▶ **Problem**
Reproduce the records below line for line, without changing anything.

A block of data
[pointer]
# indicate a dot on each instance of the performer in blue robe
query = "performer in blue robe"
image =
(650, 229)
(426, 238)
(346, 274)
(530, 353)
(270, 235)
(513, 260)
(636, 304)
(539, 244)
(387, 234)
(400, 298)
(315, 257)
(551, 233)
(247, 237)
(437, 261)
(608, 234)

▶ **Task solution**
[pointer]
# indicate a dot on each instance of the performer in blue robe
query = "performer in blue robe"
image =
(650, 229)
(426, 238)
(346, 274)
(530, 353)
(270, 235)
(513, 260)
(636, 304)
(539, 244)
(387, 234)
(400, 298)
(315, 257)
(551, 233)
(247, 237)
(437, 261)
(608, 234)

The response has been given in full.